Exercise goal | Please transcribe everything in the lithium-ion battery text below, from "Either way, I" down to "to CFL lights.".

Lithium-ion batteries are sensitive to temperature and to exposure to oxygen. They also degrade faster if stored with a full charge, but even under the best case scenario, they lose an average of 5% of their capacity per year; more if subject to the thermal stresses of use and proximity to a warm CPU… or the thermal stress involved in charging. Under normal use, 20–35% per year is more typical.
Most LiOn chargers are smart enough to cut off the charger when the battery is full, so it’s not a terrible issue except that you have the battery at 100% charge at all times and thus degrading at least twice as fast as it would at 40% charge. There isn’t a memory effect to worry about like there is with NiCads, but LiOn batteries have their own issues.
Personally, I leave my laptop unplugged most of the time, unless I have it set to do some unattended task that will last longer than 15 minutes. I don’t want it to shut down halfway through a file transfer of an anti-virus sweep, and my Power Options are set so that it shuts down after 15 minutes of idle time when on battery power but never shuts off when plugged in. Same goes for my iPod; when the battery meter reaches 100%, I unplug it unless I am syncing it.
Either way, I don’t plan on any of my LiOn batteries lasting long. My 4-year-old Sansa used to last about 14 hours of music playback and now is closer to 6. My 1-year-old netbook went from 2:53 to 2:25 on a charge (a loss of ~16%). Batteries wear out no matter what.
@gasman There is a reason why good power supplies and chargers don’t use actual transformers to step down voltages any more. While there is stil a few milliamps flowing through a charger that isn’t currently charging, it is nowhere near what it used to be with the old-school ones. That said, last time I calculated the effects based on the chargers in my house, the difference was pretty small. I saved a lot more by switching from incandescent to CFL lights.
@jaytkay Most laptops do indeed have such a charger. However, as laptops generally get warm, especially those that are not a CULV design (basically, anything in a desktop replacement or gaming laptop as opposed to something low-powered like mine which is designed to get 8 hours on a 6-cell battery) I am not surprised. The best you could’ve hoped for was losing about half your capacity in two years, and probably closer to 70–80%.

Source data:
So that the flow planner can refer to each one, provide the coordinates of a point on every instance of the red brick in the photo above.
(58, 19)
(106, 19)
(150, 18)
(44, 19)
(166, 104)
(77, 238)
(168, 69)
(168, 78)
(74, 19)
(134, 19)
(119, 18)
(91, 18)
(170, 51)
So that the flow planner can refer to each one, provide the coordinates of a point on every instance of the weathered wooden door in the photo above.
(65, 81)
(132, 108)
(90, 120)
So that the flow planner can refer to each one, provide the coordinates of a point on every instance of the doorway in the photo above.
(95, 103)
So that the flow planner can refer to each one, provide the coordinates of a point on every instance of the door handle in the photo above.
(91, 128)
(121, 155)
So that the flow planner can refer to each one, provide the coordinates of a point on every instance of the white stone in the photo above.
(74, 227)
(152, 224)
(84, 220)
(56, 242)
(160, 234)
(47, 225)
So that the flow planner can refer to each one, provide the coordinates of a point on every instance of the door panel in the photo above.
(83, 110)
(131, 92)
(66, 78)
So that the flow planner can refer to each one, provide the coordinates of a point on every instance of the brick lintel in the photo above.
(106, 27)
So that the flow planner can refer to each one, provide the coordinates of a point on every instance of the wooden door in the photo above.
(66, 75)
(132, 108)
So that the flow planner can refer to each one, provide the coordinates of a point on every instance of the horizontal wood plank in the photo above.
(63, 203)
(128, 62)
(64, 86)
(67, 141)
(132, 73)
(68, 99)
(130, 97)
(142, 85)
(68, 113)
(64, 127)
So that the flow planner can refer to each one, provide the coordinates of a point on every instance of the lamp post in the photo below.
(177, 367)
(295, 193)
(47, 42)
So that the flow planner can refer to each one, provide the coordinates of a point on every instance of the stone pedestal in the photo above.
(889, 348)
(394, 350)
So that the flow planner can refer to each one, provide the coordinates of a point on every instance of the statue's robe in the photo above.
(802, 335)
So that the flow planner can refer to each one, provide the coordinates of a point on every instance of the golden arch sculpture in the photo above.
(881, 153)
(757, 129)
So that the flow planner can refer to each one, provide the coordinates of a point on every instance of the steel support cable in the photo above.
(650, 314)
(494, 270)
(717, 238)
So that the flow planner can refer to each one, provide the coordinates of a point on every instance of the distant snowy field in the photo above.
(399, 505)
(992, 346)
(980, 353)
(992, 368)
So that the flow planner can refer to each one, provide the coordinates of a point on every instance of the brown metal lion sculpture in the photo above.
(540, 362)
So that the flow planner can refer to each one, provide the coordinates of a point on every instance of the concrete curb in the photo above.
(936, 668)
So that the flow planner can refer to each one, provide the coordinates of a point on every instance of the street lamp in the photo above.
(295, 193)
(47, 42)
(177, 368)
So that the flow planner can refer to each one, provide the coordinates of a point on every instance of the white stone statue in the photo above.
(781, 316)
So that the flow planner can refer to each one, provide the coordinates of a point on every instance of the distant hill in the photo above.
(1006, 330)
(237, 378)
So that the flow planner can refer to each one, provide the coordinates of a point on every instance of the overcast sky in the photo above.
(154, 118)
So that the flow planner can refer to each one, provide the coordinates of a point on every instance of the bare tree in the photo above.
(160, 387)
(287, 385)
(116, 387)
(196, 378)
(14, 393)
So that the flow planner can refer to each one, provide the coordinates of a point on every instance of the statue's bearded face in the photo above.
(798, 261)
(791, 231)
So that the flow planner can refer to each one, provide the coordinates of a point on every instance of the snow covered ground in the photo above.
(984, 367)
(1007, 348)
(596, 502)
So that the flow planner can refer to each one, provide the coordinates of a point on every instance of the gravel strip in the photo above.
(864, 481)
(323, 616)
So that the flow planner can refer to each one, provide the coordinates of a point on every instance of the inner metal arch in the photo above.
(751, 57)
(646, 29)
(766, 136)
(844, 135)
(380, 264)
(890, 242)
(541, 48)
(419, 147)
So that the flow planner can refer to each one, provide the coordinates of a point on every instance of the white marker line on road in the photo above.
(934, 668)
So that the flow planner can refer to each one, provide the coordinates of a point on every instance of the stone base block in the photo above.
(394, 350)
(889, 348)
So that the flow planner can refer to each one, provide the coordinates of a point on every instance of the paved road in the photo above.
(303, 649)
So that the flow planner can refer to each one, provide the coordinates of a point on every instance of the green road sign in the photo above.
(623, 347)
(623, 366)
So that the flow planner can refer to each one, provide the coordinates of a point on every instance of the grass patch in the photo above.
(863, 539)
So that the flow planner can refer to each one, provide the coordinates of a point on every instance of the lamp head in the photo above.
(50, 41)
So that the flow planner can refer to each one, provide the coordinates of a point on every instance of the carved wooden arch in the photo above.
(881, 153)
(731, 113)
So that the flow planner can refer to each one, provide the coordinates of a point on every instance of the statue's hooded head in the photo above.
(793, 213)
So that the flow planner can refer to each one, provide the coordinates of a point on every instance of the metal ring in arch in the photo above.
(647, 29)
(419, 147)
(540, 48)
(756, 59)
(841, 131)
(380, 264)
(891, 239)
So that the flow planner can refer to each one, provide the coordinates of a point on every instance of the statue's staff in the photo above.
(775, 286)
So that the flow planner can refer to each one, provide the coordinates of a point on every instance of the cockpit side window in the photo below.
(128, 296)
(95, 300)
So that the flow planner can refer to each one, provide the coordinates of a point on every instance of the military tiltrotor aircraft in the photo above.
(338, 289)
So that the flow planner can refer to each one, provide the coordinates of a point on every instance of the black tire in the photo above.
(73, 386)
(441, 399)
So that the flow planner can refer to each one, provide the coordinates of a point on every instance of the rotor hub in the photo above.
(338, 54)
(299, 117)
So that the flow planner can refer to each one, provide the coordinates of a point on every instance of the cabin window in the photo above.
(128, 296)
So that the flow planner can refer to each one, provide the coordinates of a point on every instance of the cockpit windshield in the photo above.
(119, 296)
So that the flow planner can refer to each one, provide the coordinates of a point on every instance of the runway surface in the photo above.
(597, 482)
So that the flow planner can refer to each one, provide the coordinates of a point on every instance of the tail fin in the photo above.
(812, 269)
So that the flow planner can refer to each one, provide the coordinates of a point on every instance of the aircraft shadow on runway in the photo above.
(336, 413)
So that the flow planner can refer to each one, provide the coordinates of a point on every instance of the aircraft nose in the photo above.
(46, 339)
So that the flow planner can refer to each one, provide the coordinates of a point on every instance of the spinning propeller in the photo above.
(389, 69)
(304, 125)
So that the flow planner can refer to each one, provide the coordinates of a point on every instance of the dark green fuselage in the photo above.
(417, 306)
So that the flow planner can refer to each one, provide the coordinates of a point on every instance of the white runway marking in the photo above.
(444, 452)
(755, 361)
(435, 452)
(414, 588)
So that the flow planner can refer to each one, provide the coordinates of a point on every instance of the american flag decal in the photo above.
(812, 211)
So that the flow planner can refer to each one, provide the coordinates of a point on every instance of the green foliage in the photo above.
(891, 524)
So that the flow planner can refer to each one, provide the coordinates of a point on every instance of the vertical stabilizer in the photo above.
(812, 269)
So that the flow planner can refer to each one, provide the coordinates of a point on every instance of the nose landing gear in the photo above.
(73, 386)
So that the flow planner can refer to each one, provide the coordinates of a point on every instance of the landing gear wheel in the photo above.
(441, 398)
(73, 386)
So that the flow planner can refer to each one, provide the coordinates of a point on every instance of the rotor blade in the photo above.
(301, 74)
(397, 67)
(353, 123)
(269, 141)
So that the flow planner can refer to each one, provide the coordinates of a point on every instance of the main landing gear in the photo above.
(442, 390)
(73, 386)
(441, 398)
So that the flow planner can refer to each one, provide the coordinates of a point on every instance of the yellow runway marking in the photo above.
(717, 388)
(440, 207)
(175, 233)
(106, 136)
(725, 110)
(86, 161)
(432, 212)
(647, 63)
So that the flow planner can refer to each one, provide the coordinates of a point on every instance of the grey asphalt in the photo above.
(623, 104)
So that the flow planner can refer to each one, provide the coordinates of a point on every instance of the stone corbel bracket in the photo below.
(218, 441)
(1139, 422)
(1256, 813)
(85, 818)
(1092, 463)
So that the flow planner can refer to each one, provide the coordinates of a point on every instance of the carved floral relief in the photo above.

Output for this task |
Either way, I don’t plan on any of my LiOn batteries lasting long. My 4-year-old Sansa used to last about 14 hours of music playback and now is closer to 6. My 1-year-old netbook went from 2:53 to 2:25 on a charge (a loss of ~16%). Batteries wear out no matter what.
@gasman There is a reason why good power supplies and chargers don’t use actual transformers to step down voltages any more. While there is stil a few milliamps flowing through a charger that isn’t currently charging, it is nowhere near what it used to be with the old-school ones. That said, last time I calculated the effects based on the chargers in my house, the difference was pretty small. I saved a lot more by switching from incandescent to CFL lights.